Below are some records. Set each one down exactly as it reads.

(Beginning of Data to process)

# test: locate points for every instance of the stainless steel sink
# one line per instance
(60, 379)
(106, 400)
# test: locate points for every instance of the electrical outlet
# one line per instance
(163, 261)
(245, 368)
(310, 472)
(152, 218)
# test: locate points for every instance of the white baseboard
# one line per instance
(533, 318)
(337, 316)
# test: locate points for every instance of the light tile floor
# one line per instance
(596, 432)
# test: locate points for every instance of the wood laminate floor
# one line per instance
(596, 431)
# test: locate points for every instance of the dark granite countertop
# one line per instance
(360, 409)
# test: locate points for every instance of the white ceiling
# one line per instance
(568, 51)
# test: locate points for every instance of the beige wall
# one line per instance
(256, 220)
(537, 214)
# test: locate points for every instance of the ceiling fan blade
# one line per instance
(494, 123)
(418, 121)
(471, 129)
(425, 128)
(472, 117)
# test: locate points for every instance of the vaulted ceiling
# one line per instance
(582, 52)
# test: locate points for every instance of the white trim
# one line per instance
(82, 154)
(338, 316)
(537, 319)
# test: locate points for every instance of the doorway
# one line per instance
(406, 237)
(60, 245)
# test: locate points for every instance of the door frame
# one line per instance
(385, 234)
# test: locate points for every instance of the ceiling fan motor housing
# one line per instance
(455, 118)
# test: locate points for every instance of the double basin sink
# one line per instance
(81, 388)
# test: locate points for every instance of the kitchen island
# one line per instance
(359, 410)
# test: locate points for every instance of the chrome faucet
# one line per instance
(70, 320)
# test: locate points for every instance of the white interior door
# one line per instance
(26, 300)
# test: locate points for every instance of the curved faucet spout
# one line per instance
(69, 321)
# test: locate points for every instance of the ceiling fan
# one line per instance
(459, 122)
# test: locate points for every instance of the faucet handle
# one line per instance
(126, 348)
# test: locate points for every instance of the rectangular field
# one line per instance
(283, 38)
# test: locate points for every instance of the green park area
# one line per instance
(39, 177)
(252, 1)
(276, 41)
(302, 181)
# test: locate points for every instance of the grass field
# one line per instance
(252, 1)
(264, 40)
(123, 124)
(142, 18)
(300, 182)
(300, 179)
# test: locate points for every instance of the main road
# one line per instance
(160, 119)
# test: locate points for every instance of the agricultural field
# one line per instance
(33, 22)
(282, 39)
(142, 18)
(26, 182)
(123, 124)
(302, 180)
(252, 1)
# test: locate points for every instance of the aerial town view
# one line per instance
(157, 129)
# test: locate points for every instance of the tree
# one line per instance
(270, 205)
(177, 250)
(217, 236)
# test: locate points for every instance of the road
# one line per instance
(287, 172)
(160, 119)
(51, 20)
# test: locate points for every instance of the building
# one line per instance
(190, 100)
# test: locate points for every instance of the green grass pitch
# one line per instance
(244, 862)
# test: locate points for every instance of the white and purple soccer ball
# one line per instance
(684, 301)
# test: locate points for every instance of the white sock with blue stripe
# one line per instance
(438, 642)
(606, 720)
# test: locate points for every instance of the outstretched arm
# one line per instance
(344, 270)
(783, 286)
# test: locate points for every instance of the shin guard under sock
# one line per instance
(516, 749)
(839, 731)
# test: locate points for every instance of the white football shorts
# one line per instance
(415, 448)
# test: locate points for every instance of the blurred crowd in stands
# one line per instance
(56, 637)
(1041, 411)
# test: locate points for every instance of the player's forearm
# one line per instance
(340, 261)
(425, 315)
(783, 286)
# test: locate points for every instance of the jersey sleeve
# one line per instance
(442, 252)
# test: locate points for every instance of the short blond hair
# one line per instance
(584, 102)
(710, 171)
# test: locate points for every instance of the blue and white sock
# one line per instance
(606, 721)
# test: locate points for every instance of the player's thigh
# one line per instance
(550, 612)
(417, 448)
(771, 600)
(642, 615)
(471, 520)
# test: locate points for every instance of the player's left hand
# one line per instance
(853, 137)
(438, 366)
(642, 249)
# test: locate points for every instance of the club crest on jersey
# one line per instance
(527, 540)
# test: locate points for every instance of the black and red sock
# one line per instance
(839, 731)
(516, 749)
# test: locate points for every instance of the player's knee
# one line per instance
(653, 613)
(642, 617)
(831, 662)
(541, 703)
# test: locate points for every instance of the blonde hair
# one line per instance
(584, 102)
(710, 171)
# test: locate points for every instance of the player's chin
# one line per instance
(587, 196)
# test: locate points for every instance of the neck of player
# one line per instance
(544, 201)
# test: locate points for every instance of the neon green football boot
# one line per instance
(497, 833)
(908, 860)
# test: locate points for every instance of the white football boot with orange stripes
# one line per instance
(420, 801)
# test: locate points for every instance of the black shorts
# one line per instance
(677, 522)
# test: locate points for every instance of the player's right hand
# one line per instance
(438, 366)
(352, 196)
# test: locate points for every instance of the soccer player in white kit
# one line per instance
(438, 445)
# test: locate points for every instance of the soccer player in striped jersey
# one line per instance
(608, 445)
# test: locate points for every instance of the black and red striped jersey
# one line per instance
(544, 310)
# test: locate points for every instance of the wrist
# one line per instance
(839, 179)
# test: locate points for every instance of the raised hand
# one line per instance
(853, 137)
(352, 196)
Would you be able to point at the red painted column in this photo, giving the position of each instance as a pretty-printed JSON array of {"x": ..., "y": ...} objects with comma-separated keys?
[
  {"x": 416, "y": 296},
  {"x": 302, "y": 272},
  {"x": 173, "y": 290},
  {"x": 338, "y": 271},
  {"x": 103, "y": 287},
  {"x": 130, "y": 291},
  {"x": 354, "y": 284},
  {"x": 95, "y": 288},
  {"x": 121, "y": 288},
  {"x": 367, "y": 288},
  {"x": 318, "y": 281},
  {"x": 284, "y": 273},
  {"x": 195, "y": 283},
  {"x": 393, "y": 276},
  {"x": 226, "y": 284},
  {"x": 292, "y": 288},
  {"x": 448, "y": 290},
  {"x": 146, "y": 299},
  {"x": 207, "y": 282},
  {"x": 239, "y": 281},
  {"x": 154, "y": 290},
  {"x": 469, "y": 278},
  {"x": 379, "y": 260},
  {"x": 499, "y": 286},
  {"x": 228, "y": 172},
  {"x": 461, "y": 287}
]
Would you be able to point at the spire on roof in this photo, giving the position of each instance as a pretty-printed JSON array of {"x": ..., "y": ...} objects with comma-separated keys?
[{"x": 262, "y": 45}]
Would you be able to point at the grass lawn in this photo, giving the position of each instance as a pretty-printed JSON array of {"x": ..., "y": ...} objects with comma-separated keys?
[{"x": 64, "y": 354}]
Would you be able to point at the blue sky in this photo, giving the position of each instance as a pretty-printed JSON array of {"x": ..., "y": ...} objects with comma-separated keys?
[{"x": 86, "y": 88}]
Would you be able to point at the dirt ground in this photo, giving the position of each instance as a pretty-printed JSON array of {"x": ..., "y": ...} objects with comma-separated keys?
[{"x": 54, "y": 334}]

(End of Data to process)

▸ Response for this exercise
# test: locate points for every instance of the stainless steel sink
# one line per instance
(60, 379)
(106, 400)
# test: locate points for every instance of the electrical outlet
# one line per instance
(163, 261)
(245, 368)
(310, 472)
(152, 218)
# test: locate points for every instance of the white baseboard
# one line per instance
(533, 318)
(337, 316)
# test: locate points for every instance of the light tile floor
# one line per instance
(596, 432)
# test: locate points for every instance of the wood laminate floor
# one line per instance
(596, 431)
# test: locate points for every instance of the dark granite countertop
# one line per instance
(360, 409)
# test: locate points for every instance of the white ceiling
# one line per instance
(568, 51)
# test: locate points for every instance of the beige wall
# one line per instance
(256, 220)
(537, 214)
# test: locate points for every instance of the ceiling fan blade
# one line per instance
(494, 123)
(418, 121)
(471, 129)
(425, 128)
(472, 117)
# test: locate points for every instance of the vaulted ceiling
# one line per instance
(582, 52)
# test: locate points for every instance of the white trim
# one line per instance
(82, 154)
(338, 316)
(537, 319)
# test: locate points for every instance of the doorway
# one line per instance
(406, 237)
(60, 245)
# test: locate points for every instance of the door frame
# one line per instance
(385, 234)
# test: locate points for every instance of the ceiling fan motor housing
# one line per instance
(455, 118)
# test: locate points for every instance of the double basin sink
# one line per instance
(81, 388)
# test: locate points for every instance of the kitchen island
# one line per instance
(359, 410)
# test: locate points for every instance of the chrome faucet
# one line per instance
(70, 320)
# test: locate points for every instance of the white interior door
# one line per instance
(26, 300)
# test: locate points for every instance of the curved faucet spout
# one line per instance
(69, 321)
# test: locate points for every instance of the ceiling fan
# one line per instance
(459, 122)
# test: locate points for every instance of the faucet handle
# one line per instance
(126, 348)
# test: locate points for every instance of the rectangular field
# one line per instance
(283, 38)
# test: locate points for every instance of the green park area
# one line per instance
(39, 177)
(252, 1)
(276, 41)
(302, 181)
# test: locate points for every instance of the grass field
# one line per instance
(252, 1)
(264, 40)
(123, 124)
(142, 18)
(300, 182)
(300, 179)
# test: locate points for every instance of the main road
# one line per instance
(160, 119)
# test: locate points for every instance of the agricultural field
# one line per instance
(33, 22)
(282, 39)
(142, 18)
(26, 182)
(123, 124)
(302, 180)
(252, 1)
# test: locate points for every instance of the aerial town view
# one line per instance
(157, 129)
# test: locate points for every instance of the tree
# one line per instance
(270, 205)
(177, 250)
(217, 236)
# test: locate points for every instance of the road
# one line per instance
(287, 172)
(160, 119)
(51, 20)
# test: locate points for every instance of the building
# one line per instance
(190, 100)
# test: locate points for every instance of the green grass pitch
# one line per instance
(244, 862)
# test: locate points for every instance of the white and purple soccer ball
# one line per instance
(684, 301)
# test: locate points for every instance of the white sock with blue stripe
# one line per instance
(438, 642)
(606, 720)
# test: locate points for every instance of the outstretched arm
# one line per instance
(344, 270)
(783, 286)
# test: locate points for every instance of the shin guard under sock
# one line per instance
(516, 749)
(839, 731)
# test: locate points for every instance of the white football shorts
# one line per instance
(415, 448)
# test: locate points for every instance of the blurred crowd in stands
# one line per instance
(56, 637)
(1041, 411)
# test: locate points for every instance of the player's forearm
# one line per instance
(340, 261)
(425, 315)
(783, 286)
# test: locate points for every instance of the jersey sleeve
# one line per instance
(442, 252)
# test: locate points for every instance of the short blond hair
# one line per instance
(584, 102)
(710, 171)
# test: locate points for every instance of the blue and white sock
# one line per instance
(606, 721)
# test: locate points for every instance of the player's thigh
# one line per instance
(550, 612)
(417, 448)
(771, 600)
(642, 615)
(471, 520)
# test: locate points for every instance of the player's left hand
# one line per instance
(853, 137)
(438, 366)
(642, 249)
# test: locate points for every instance of the club crest on jersey
# one line per instance
(527, 540)
# test: locate points for every instance of the black and red sock
# one line per instance
(839, 731)
(516, 749)
# test: locate points for every instance of the player's knee
# one line per instance
(653, 613)
(642, 617)
(831, 662)
(541, 703)
# test: locate points for every instance of the blonde hair
# one line per instance
(584, 102)
(710, 171)
# test: locate points for every instance of the player's chin
# one line per instance
(587, 196)
# test: locate points for every instance of the neck of player
# one line per instance
(544, 201)
# test: locate points for every instance of the neon green football boot
# one line per instance
(497, 833)
(908, 860)
# test: locate points for every instance of the white football boot with orange stripes
# one line per instance
(420, 801)
# test: locate points for every instance of the black shorts
# one line per instance
(677, 522)
# test: locate points for every instance of the player's right hand
# one line per instance
(438, 366)
(352, 196)
# test: locate points for every instance of the soccer player in white kit
# one line per instance
(438, 445)
# test: locate points for every instance of the soccer player in striped jersey
# one line per instance
(608, 445)
# test: locate points for every instance of the black and red striped jersey
# one line per instance
(544, 310)
# test: locate points for every instance of the wrist
# one line per instance
(839, 179)
# test: locate points for every instance of the raised hand
# one line per instance
(853, 137)
(352, 196)
Would you be able to point at the red painted column in this photo, giving the position of each instance as a pretty-printed JSON array of {"x": ..., "y": ...} objects with comma-separated keys?
[
  {"x": 416, "y": 296},
  {"x": 302, "y": 272},
  {"x": 173, "y": 290},
  {"x": 338, "y": 271},
  {"x": 103, "y": 287},
  {"x": 130, "y": 291},
  {"x": 354, "y": 284},
  {"x": 95, "y": 288},
  {"x": 121, "y": 288},
  {"x": 367, "y": 288},
  {"x": 318, "y": 281},
  {"x": 284, "y": 273},
  {"x": 195, "y": 283},
  {"x": 393, "y": 276},
  {"x": 226, "y": 284},
  {"x": 292, "y": 288},
  {"x": 448, "y": 290},
  {"x": 146, "y": 299},
  {"x": 207, "y": 282},
  {"x": 239, "y": 281},
  {"x": 154, "y": 290},
  {"x": 469, "y": 278},
  {"x": 379, "y": 260},
  {"x": 499, "y": 286},
  {"x": 228, "y": 172},
  {"x": 461, "y": 287}
]
Would you be able to point at the spire on roof in this photo, giving the position of each instance as a pretty-printed JSON array of {"x": ..., "y": ...} objects with comma-separated keys?
[{"x": 262, "y": 45}]
Would you be able to point at the grass lawn in this photo, giving the position of each instance as a pretty-printed JSON array of {"x": ..., "y": ...} objects with comma-separated keys?
[{"x": 64, "y": 354}]
Would you be able to point at the blue sky in this photo, giving the position of each instance as a pretty-printed JSON array of {"x": ..., "y": ...} objects with comma-separated keys?
[{"x": 86, "y": 88}]
Would you be able to point at the dirt ground in this photo, giving the position of each instance as a pretty-printed JSON array of {"x": ..., "y": ...} objects with comma-separated keys?
[{"x": 54, "y": 334}]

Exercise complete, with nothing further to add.